[Image entries on named regions]
--

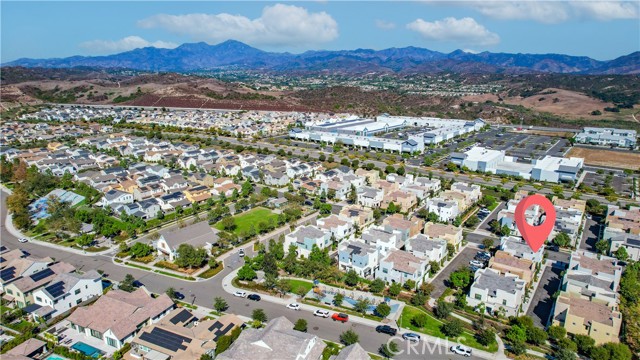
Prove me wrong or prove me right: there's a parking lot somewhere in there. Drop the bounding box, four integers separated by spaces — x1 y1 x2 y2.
527 266 562 327
431 247 478 299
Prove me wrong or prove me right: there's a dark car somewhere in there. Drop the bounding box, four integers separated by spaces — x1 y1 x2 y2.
376 325 398 336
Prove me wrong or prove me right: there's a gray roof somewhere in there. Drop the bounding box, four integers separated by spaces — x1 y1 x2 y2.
473 269 525 295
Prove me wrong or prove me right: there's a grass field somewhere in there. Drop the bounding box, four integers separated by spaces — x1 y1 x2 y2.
287 279 313 294
214 207 278 235
399 305 498 353
566 147 640 170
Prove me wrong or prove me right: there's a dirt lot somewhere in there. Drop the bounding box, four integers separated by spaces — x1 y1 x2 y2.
567 147 640 170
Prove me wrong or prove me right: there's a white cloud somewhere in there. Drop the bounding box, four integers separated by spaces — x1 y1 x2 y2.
138 4 338 46
80 36 178 54
376 19 396 30
570 1 640 21
407 17 500 46
425 0 640 24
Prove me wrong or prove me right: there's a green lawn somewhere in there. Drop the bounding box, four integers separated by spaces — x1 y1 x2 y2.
400 305 498 353
214 207 278 235
287 279 313 294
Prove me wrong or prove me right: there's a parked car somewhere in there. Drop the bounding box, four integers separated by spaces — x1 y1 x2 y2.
313 309 329 318
376 325 398 336
402 333 420 342
287 303 300 310
449 345 471 357
331 313 349 323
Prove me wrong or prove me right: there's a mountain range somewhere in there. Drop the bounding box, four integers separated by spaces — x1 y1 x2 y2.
2 40 640 74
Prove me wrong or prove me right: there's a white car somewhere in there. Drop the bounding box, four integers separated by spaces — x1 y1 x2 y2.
449 345 471 357
313 310 329 318
287 303 300 310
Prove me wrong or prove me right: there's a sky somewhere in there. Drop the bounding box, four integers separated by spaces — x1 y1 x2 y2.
0 0 640 63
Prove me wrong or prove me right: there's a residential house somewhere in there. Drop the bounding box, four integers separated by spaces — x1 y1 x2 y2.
467 268 526 316
405 234 447 264
376 250 429 286
67 289 175 349
382 214 424 242
284 225 331 257
489 250 536 284
130 308 243 360
216 316 326 360
316 215 354 242
33 270 102 320
424 222 462 249
155 221 218 261
338 240 378 278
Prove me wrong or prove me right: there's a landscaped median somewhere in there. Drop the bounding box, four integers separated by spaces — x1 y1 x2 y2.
398 305 498 353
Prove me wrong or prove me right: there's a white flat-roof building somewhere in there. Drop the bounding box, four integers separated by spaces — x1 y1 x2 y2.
575 127 638 147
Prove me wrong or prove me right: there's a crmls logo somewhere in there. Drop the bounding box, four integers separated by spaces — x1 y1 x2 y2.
386 336 463 356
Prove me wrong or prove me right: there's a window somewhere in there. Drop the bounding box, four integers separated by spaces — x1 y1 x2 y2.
107 337 118 348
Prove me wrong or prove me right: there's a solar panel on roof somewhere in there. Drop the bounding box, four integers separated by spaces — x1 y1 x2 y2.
140 327 191 352
44 281 64 298
29 268 55 281
169 309 193 325
0 266 16 281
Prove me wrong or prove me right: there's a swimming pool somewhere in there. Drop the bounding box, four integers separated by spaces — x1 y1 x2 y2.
71 341 102 358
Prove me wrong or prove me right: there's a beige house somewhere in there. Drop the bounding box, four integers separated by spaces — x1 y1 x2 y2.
553 292 622 345
424 222 462 249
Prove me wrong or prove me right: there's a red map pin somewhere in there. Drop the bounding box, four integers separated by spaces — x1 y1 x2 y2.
515 194 556 252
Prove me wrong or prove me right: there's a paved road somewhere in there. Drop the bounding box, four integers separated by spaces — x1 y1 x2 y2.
0 192 479 360
527 266 562 327
431 247 478 299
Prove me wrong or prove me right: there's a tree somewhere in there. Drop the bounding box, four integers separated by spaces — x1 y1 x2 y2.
353 298 371 314
333 293 344 306
547 325 567 341
440 319 463 338
411 313 429 328
433 299 451 319
340 329 360 346
369 279 385 294
376 302 391 319
293 319 307 332
389 282 402 297
220 216 236 231
130 242 153 258
118 274 136 292
344 269 360 286
380 341 398 359
553 232 571 247
482 238 493 250
251 309 267 323
164 287 176 300
213 296 229 313
596 240 609 254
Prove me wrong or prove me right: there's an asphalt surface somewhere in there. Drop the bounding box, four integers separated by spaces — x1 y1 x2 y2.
527 266 562 327
0 192 479 360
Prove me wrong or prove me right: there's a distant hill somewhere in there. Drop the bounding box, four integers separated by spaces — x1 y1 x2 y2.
3 40 640 74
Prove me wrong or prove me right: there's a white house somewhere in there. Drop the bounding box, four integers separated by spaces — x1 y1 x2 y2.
33 270 102 320
467 268 526 316
376 250 429 286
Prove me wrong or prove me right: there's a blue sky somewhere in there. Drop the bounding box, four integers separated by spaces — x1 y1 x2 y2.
1 0 640 62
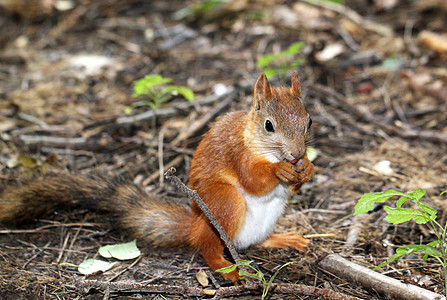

--

# JOB
Please return each line from the items above that contains the word "pool". Case matters.

# RESULT FOR THIS TASK
Prove me wrong or prove me right: there's a swimming pool somewhere in there. Drop the bounding box, four integers separated by spaces — x1 y1 x2 y2.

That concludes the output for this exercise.